▸ **PROBLEM STATEMENT**
Recast the lines of the block of data below, from the line with "one marker per instance, written like [322,211]" through the last line, as a numbered list, leaving out any blank lines.

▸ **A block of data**
[START]

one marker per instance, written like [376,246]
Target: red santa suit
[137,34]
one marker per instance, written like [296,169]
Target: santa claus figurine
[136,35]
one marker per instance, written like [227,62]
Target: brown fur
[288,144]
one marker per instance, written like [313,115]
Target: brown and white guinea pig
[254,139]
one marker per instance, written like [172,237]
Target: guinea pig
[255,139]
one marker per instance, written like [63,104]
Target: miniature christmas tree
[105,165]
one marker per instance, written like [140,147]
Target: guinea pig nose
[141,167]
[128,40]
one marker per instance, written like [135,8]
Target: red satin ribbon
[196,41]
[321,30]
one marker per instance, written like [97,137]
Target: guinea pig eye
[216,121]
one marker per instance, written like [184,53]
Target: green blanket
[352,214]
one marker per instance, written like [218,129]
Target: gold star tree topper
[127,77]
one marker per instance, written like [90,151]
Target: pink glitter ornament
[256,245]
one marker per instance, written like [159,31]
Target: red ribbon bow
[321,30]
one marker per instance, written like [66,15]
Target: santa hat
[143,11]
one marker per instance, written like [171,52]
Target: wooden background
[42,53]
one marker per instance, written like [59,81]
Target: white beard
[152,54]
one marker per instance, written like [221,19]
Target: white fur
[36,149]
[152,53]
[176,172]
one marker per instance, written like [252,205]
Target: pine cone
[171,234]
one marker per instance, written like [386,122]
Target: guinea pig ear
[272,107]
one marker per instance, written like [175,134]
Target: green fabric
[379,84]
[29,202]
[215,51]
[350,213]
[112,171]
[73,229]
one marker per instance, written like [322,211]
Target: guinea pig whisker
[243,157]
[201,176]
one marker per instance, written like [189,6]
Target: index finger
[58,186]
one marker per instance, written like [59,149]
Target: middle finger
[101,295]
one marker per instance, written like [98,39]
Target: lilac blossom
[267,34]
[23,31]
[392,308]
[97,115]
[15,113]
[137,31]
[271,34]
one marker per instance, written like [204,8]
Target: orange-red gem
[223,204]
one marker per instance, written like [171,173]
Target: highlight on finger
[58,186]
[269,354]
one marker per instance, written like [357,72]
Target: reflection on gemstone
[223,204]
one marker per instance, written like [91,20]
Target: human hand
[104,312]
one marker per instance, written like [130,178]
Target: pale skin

[END]

▸ **FULL RESPONSE**
1. one marker per instance, written like [322,211]
2. Target: guinea pig whisker
3. [243,157]
4. [201,176]
5. one marker per instance, written like [189,6]
6. Target: index finger
7. [58,186]
8. one marker per instance, written like [59,149]
9. Target: middle finger
10. [101,295]
11. one marker per instance, written like [98,39]
12. Target: lilac blossom
13. [267,34]
14. [23,31]
15. [392,308]
16. [97,115]
17. [15,113]
18. [137,31]
19. [271,34]
20. one marker per instance, written like [204,8]
21. Target: orange-red gem
22. [223,204]
23. one marker per instance, written like [171,173]
24. Target: highlight on finger
25. [58,186]
26. [269,354]
27. one marker per instance, written like [357,72]
28. Target: reflection on gemstone
29. [223,204]
30. one marker per instance, written like [91,20]
31. Target: human hand
32. [104,312]
33. one marker per instance, written like [130,178]
34. Target: pale skin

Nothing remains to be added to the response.